Stored data entries
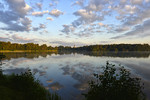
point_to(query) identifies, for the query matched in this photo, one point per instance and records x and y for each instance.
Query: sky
(75, 22)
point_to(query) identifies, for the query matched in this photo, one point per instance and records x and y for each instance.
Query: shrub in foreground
(115, 84)
(23, 87)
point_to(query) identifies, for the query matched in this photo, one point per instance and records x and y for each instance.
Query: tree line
(111, 47)
(27, 46)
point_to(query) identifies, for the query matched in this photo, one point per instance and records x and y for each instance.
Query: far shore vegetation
(113, 83)
(31, 47)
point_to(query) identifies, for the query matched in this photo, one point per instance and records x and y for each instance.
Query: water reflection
(68, 74)
(56, 86)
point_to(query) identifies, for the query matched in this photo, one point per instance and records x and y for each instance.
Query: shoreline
(1, 51)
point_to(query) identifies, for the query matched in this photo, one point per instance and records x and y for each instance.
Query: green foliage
(27, 46)
(112, 47)
(115, 84)
(23, 87)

#### Task to carry out:
Produce a verbatim copy of every entry, excluding pictures.

#### Response to this task:
point_to(query) identifies, for the query matched in this photo, one point per instance and records x and y for each instance.
Query: sky
(75, 22)
point_to(query) identifies, for the query matched in this photo, one point per instance and records x and y for each instance.
Query: shrub in foreground
(115, 84)
(23, 87)
point_to(query) identifies, for the query matched in this photo, one point per instance and records x and y for each instance.
Query: tree line
(111, 47)
(27, 46)
point_to(query) identifies, for the query matched in this photo, one point per instance and records x and y for each instance.
Query: far shore vegetation
(113, 83)
(31, 47)
point_to(query) identifies, for the query matched in this photo, one point per instance and records x and y for each instance.
Query: water reflection
(68, 74)
(56, 86)
point_to(query) identifies, for the query matched in this photo, one point per instance and records x and y for each instance.
Query: shoreline
(1, 51)
point_to(query) identifies, for the query matched in this photo, one point per instance and records x and y for each instance.
Query: green foliage
(27, 46)
(112, 47)
(115, 84)
(23, 87)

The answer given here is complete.